Exercise instructions:
In the passage on The Blue Book below, the book is aimed mainly at people in the fashion industry. Explain why the passage says its information matters to everyone else as well.

─── Passage to read

Beauty And The Blue Book
ABOVE (Photo: Art Brewer) — We are of this planet. Not above it. All our actions are rooted in this place and all our actions impact this place. The results can be beautiful or ugly. The choice is ours. Man and elephant, out for an afternoon swim after a day of hard work in the Andaman Islands, Bay of Bengal, India, 1997.
"We started Outerknown to prove that fundamental change in the fashion industry is not only necessary, but possible. In order to radically change the industry's environmental footprint, beneficial fibers must be brought to scale and made affordable. Organic, recycled and renewable materials will become the industry standard if we band together and advocate for this as a reality. Please join Outerknown in creating a future where the best choice for the planet is also the best choice for business."
These are the first words you encounter in The Blue Book, and they are not flat and benign but rather they leap off the page, whack you in the face. The Blue Book is not a lookbook or a puff piece; it’s a call to arms. Aimed primarily at people connected with the fashion industry, it offers important information to anyone who’s ever donned an article of clothing (which, post Garden of Eden, means all of us).

──────
─── Information

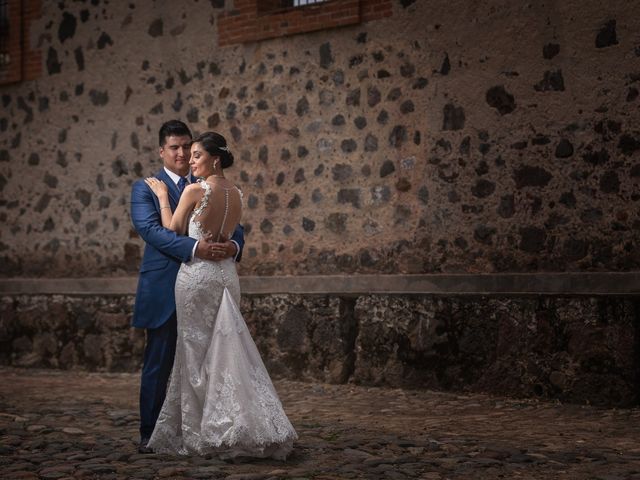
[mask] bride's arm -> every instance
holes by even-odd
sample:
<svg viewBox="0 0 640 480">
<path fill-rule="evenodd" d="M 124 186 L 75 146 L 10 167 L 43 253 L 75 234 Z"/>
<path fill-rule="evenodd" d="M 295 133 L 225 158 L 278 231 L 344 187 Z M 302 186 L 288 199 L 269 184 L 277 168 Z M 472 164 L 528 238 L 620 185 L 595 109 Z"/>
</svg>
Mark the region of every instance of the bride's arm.
<svg viewBox="0 0 640 480">
<path fill-rule="evenodd" d="M 183 194 L 180 196 L 180 202 L 176 207 L 176 211 L 175 213 L 172 213 L 171 206 L 169 205 L 169 193 L 165 183 L 153 177 L 146 178 L 145 183 L 158 197 L 162 226 L 184 235 L 187 231 L 189 214 L 198 201 L 198 194 L 200 190 L 198 186 L 189 185 L 184 189 Z"/>
</svg>

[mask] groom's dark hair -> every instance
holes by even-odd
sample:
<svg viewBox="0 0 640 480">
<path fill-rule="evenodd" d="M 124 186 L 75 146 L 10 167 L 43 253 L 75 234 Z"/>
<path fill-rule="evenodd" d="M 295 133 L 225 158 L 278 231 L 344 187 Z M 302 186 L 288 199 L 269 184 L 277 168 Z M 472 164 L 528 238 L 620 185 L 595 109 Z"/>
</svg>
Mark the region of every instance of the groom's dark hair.
<svg viewBox="0 0 640 480">
<path fill-rule="evenodd" d="M 160 146 L 163 147 L 167 142 L 167 137 L 176 136 L 188 136 L 191 138 L 191 130 L 180 120 L 169 120 L 168 122 L 164 122 L 160 127 L 160 132 L 158 134 L 160 140 Z"/>
</svg>

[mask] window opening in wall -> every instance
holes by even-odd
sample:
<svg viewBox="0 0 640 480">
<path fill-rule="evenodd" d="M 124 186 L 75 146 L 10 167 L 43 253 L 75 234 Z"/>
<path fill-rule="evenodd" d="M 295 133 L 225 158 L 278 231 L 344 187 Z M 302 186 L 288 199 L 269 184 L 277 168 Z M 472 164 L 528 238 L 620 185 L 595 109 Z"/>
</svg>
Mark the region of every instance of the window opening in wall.
<svg viewBox="0 0 640 480">
<path fill-rule="evenodd" d="M 292 7 L 304 7 L 305 5 L 313 5 L 314 3 L 324 3 L 327 0 L 293 0 Z"/>
<path fill-rule="evenodd" d="M 6 70 L 11 64 L 9 27 L 9 0 L 0 0 L 0 70 Z"/>
</svg>

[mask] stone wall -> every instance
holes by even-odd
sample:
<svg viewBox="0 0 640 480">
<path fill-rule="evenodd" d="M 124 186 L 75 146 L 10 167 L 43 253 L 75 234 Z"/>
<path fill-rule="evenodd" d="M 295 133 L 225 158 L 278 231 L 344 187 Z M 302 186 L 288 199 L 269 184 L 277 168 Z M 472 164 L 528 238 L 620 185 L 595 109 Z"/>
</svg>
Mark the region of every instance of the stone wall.
<svg viewBox="0 0 640 480">
<path fill-rule="evenodd" d="M 0 363 L 137 371 L 133 296 L 3 295 Z M 274 377 L 637 404 L 637 298 L 245 295 Z"/>
<path fill-rule="evenodd" d="M 5 277 L 135 272 L 170 118 L 230 141 L 244 274 L 639 266 L 634 2 L 394 0 L 226 47 L 230 0 L 42 3 L 42 77 L 0 86 Z"/>
</svg>

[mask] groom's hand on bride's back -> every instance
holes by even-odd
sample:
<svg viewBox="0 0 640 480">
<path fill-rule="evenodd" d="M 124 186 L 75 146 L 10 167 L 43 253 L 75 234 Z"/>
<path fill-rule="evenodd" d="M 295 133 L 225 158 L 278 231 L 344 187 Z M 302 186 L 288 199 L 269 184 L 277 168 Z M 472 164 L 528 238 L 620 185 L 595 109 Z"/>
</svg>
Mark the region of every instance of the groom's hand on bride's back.
<svg viewBox="0 0 640 480">
<path fill-rule="evenodd" d="M 213 234 L 206 235 L 204 239 L 198 242 L 196 247 L 196 257 L 203 260 L 220 261 L 233 257 L 236 253 L 237 247 L 235 243 L 224 237 L 221 241 L 215 242 Z"/>
</svg>

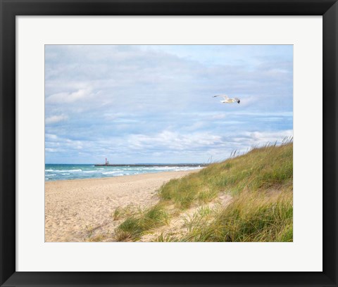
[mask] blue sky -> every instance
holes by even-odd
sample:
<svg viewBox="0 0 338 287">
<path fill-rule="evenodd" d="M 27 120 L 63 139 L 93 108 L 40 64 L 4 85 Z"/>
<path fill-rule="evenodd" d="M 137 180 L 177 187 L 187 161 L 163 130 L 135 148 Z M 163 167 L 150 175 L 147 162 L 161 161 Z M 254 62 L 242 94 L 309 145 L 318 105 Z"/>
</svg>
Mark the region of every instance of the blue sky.
<svg viewBox="0 0 338 287">
<path fill-rule="evenodd" d="M 46 163 L 220 160 L 292 122 L 291 45 L 45 46 Z"/>
</svg>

──────

Task response:
The passage says the book offers important information to anyone who has ever worn an article of clothing. Since the Garden of Eden, that means all of us.